[ZU BEARBEITENDE AUFGABEN]
**A)** Geben Sie aus dem Text über das Lästern den Abschnitt von "Menschen empören sich, wenn" bis einschließlich "wem liegt das?" wortgetreu wieder.
**B)** Wie reagieren Menschen laut dem Text über das Lästern, wenn sie erfahren, dass schlecht über sie geredet wurde?
**C)** Führen Sie den Text über das Lästern nach seinem letzten Satz weiter.

━━ ARTIKEL ━━

Das soll die/der mir doch direkt ins Gesicht sagen

Menschen empören sich, wenn Sie erfahren, dass über sie schlecht geredet wurde.
Ich selbst bin mir gewiss, dass dies auch mir geschieht. Lasse ich ein wenig Revue passieren, so reagiere ich jedoch höchst unterschiedlich auf die Kunde. Wieso?, muss ich mich dann natürlich fragen. Woran oder an wem liegt das?
Natürlich sind die mir gleichgültig, die ich ohnehin nicht mag. Vielleicht kann ich mit ihnen besser abschließen, wenn ich erfahre, dass sie über mich gelästert haben.
Dann gibt es diejenigen, die Dritten eine andere Einschätzung über mich preisgeben als sie mir verstehen machen wollen. Das quittiere ich meist damit zu überlegen, welche Beobachtungen mich dazu führen, die Einschätzung des anderen so zu deuten. In diesem Fall versuche ich, mir Situationen wachzurufen, die ich durchlebt habe. Ich frage mich dann auch, wieso ich zu positiveren Schlussfolgerungen gelangt bin.

━━━
━━ BEREITGESTELLTE DATEN ━━

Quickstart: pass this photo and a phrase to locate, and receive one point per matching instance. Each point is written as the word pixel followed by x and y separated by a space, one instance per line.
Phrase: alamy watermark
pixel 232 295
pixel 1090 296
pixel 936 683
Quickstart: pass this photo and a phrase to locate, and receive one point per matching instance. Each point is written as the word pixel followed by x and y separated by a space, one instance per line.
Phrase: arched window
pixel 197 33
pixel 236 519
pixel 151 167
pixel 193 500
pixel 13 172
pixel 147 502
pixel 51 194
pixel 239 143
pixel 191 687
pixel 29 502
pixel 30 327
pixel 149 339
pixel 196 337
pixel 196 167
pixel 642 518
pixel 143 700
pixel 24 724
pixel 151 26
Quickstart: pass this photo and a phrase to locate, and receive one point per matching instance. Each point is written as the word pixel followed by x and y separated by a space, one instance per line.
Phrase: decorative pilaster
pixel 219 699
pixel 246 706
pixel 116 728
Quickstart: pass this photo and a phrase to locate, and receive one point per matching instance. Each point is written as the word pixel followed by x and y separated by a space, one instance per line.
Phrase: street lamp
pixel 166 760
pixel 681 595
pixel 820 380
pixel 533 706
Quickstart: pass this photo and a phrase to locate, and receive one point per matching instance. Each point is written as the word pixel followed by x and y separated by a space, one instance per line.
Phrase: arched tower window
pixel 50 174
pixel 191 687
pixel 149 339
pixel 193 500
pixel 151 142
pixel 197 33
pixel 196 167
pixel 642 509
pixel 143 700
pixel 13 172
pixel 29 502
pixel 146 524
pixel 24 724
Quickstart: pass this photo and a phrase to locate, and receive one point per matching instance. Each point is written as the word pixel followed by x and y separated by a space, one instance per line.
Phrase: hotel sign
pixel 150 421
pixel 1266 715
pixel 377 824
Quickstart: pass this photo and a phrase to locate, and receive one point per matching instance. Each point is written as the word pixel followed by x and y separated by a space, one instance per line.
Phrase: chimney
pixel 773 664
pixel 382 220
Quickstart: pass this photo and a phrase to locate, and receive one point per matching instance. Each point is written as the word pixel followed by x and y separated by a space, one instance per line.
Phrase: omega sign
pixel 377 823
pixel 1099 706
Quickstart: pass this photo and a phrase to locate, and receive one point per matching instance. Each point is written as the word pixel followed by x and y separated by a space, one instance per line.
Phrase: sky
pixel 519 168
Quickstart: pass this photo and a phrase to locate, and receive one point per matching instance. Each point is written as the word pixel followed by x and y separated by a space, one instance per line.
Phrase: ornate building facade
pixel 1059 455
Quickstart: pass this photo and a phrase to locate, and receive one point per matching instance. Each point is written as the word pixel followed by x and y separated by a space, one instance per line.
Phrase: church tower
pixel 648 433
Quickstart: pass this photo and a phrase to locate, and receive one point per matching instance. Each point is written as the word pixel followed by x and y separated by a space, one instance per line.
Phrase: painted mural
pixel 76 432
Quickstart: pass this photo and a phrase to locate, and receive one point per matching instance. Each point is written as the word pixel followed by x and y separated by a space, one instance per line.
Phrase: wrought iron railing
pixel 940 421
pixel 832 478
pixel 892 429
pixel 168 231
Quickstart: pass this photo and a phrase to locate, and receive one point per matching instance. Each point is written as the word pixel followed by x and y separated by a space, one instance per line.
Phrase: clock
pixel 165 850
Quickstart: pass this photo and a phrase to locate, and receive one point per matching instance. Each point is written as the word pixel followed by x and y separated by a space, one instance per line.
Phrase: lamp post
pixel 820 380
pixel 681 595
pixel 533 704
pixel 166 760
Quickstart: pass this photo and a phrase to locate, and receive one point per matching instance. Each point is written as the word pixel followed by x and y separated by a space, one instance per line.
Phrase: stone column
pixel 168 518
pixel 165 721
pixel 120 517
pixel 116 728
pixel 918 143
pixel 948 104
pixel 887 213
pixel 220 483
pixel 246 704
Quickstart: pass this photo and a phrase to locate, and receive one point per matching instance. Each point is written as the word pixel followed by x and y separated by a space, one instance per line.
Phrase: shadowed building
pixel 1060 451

━━━

[ERGEBNISSE JE AUFGABE]
**A)**
Menschen empören sich, wenn Sie erfahren, dass über sie schlecht geredet wurde.
Ich selbst bin mir gewiss, dass dies auch mir geschieht. Lasse ich ein wenig Revue passieren, so reagiere ich jedoch höchst unterschiedlich auf die Kunde. Wieso?, muss ich mich dann natürlich fragen. Woran oder an wem liegt das?

**B)** Sie empören sich.

**C)**
Drittens gibt es Menschen, die mich ablehnen, obwohl ich sie mag. Das ist für mich nicht leicht auszuhalten. Mein Grübeln findet dann rasch den Ausweg zu denken, die Person sei nicht gut gelaunt oder würde mich eben nicht an einem guten Tag erlebt haben.
Schließlich gibt es diejenigen, die über mich ein negatives Urteil fällen; aber ein solches, das ich für ungerechtfertigt und unsinnig halte. Das regt mich wahrlich auf. Vor allem sind Urteile dann befremdlich, wenn die Vorwürfe beinhalten, die die Verurteiler selbst treffen können.
Diese Reaktionen würde ich wohl auch an den Tag legen, wenn die Personen mir ihre Kritik direkt äußern würden. So ist für mich die Quelle der Erfahrung weitgehend gleichgültig. Nur müsste ich mich mit der Person in Dialog auseinandersetzen.
Viele andere jedoch trifft nicht das Urteil, sondern die vermeintliche Feigheit, dies nicht direkt und von Angesicht zu Angesicht geäußert zu haben. Das kommt von dieser archaischen Vorstellung der Augenhöhe, der Fairness des offenen Zweikampfes, der Auseinandersetzung von Mann zu Mann, der Waffengleichheit, des Duells. Auch erinnert das an Moralvorstellungen des Alten Testaments, als es noch um Auge um Auge und um Zahn um Zahn ging.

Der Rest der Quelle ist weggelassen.